═════ Passage choisi ═════

9 – Robert Schuman, « n’ayant pas d’idée personnelle », se fait remettre puis s’approprie une « Déclaration » préparée par Jean Monnet et les Américains
En relatant la genèse de ce qui allait devenir la fameuse « Déclaration Schuman » du 9 mai 1950, François Roth montre que ce ne fut pas du tout Robert Schuman qui en prit l’initiative mais le secrétaire d’État américain, l’habile Dean Acheson (en couverture du magazine américain Time ?). Au cours d’une réunion informelle sur l’avenir de l’Allemagne qu’il avait organisée à Washington en septembre 1949, et à laquelle il avait convié le Britannique Ernest Bevin et le Français Robert Schuman, Dean Acheson demanda à Schuman « qui a une grande expérience de l’Allemagne, de faire des propositions, de définir un projet sur l’avenir de l’Allemagne » (4).

═════

## Votre objectif:
Prolongez le texte sur la genèse de la Déclaration Schuman en reprenant juste après sa dernière phrase.

═════ Données fournies ═════

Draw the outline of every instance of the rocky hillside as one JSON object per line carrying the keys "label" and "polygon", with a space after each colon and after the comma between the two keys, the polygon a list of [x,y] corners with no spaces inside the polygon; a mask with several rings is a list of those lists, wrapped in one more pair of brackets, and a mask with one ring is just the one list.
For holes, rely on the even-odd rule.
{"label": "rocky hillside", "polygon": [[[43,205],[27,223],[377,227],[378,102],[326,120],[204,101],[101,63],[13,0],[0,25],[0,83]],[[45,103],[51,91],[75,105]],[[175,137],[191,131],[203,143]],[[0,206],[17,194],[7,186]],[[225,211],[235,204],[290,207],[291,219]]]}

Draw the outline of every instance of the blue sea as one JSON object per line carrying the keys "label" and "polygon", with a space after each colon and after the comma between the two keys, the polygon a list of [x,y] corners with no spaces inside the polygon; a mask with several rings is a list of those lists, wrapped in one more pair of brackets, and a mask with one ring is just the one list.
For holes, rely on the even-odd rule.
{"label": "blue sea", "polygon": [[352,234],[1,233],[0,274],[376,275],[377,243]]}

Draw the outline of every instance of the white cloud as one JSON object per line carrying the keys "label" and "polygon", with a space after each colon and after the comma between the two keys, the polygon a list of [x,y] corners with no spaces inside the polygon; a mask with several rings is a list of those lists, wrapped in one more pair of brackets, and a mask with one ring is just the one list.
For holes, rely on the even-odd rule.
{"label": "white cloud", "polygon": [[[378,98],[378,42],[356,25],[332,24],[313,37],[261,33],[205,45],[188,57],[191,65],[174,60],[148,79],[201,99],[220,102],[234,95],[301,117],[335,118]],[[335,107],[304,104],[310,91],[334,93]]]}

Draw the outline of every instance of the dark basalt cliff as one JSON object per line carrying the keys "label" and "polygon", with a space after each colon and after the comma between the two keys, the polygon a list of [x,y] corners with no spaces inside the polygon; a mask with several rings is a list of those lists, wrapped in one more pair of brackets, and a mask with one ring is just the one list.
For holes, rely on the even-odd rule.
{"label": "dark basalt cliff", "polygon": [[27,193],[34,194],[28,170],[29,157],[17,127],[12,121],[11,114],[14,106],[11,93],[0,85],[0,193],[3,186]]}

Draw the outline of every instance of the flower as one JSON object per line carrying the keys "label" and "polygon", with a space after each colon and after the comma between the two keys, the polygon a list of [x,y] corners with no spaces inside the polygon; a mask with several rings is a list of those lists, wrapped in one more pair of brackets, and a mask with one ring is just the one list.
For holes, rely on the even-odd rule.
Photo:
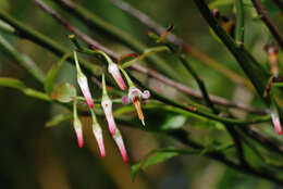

═════

## Résultat de l'exercice:
Robert Schuman, “respectueux des autorités et de l’ordre établi”, accepta bien entendu cette mission. Mais celui qui était “peu imaginatif” à la quarantaine avait peu de chance de l’être devenu à 64 ans : il avoua n’avoir pas la moindre idée. Il était d’ailleurs d’autant plus embarrassé que les relations franco-allemandes étaient en train de se détériorer à cause du statut de la Sarre et que le 10 mai 1950 devait se réunir à Londres un Conseil atlantique pour discuter de l’Allemagne, où il perdrait la face s’il n’avait rien proposé de concret d’ici là.
C’est alors que l’on approchait de cette date qu’entra en scène Jean Monnet (ici en couverture du magazine américain Time ?). Officiellement Commissaire général au Plan, Monnet était, de notoriété publique depuis la Deuxième Guerre mondiale, un homme des Américains. Comme si la répartition des rôles avec Dean Acheson avait été calculée au millimètre, Jean Monnet eut le bon goût de transmettre à Robert Schuman un projet de Déclaration tout ficelée et sortie de Dieu sait où. Comme on était le 1er mai 1950, que Robert Schuman « n’avait pas d’idée personnelle » et que « ses services n’avaient rien proposé » (4), le moins que l’on puisse dire est que ce texte transmis par Jean Monnet tombait à point nommé. Une aubaine !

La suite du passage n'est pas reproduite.